**Goal of the exercise**
Restate the records below word for word, leaving nothing out.

(Saved data entries)
---+---

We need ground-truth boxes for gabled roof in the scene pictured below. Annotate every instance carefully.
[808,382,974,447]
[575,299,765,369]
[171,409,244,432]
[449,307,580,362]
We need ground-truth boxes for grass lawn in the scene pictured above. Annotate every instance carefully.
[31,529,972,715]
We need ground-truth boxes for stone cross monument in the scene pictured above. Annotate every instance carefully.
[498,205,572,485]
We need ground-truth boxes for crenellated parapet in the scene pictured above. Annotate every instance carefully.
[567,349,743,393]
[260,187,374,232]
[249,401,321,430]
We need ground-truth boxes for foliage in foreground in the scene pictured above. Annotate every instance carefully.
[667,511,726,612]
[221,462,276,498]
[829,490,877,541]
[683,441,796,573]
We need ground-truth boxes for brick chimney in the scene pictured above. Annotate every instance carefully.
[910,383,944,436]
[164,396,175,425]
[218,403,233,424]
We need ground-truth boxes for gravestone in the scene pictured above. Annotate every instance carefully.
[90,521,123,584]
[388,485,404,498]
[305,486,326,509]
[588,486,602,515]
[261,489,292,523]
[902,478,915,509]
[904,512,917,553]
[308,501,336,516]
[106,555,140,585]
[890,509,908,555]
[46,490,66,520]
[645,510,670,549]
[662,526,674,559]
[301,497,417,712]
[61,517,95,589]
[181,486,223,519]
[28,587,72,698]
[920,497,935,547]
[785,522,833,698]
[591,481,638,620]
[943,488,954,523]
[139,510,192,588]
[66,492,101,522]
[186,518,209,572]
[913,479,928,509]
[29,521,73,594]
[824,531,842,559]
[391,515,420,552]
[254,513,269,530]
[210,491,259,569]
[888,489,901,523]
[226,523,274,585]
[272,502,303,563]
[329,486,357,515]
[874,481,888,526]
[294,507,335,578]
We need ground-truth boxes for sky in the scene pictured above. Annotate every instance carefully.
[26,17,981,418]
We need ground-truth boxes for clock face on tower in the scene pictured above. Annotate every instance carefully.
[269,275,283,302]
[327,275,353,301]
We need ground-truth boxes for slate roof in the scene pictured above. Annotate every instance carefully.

---+---

**Exercise response**
We need ground-truth boxes for gabled roof in the scene pictured below. Annotate every instance carefully.
[808,382,974,447]
[575,299,765,369]
[171,409,244,432]
[449,307,580,362]
We need ground-truth boxes for grass lawn in the scene pictured above. Annotate every instance carefully.
[31,529,972,715]
We need ground-truth boxes for stone cross monument in the scene pictured above. Annotate every instance carefully.
[498,205,572,485]
We need ground-truth boxes for crenellated parapet in the scene pictured above. Annotate every instance carefully.
[567,349,743,393]
[260,187,374,232]
[249,401,321,430]
We need ground-truth boxes for foliage in foreground in the scene pictured above. Annotate every instance carefully.
[667,511,726,612]
[221,462,276,498]
[829,490,877,541]
[683,441,796,573]
We need ground-truth boxes for brick chimney in the scene pictured above. Annotate every instance carefully.
[910,383,944,436]
[164,396,175,425]
[218,403,233,424]
We need ground-truth boxes for gravestone in the scene pictured above. Annotate every instance carefully.
[90,521,123,584]
[388,485,404,498]
[305,486,326,509]
[588,486,602,515]
[261,489,292,523]
[902,478,915,509]
[904,512,917,553]
[308,501,336,516]
[106,555,140,585]
[890,509,908,555]
[46,490,66,520]
[645,510,670,549]
[662,526,674,559]
[301,497,417,712]
[61,517,95,589]
[181,486,223,519]
[28,587,72,698]
[920,497,935,547]
[785,522,833,698]
[591,481,638,620]
[943,488,954,523]
[139,510,192,588]
[66,492,101,522]
[186,518,209,572]
[913,479,928,509]
[29,521,73,594]
[824,531,842,559]
[391,515,420,552]
[254,513,269,530]
[210,491,259,569]
[888,489,901,523]
[226,523,274,585]
[272,502,303,563]
[329,486,357,515]
[874,481,888,526]
[294,507,335,578]
We need ground-truth boxes for sky in the scene pictured above. Annotate every instance carefully.
[26,17,981,418]
We need ground-truth boxes for clock face on tower in the scene pictured above. Annotate every instance carefully.
[269,275,283,302]
[327,275,353,301]
We need ground-truth boxes for slate roof in the scene pictured above. Annotate every instance carefully.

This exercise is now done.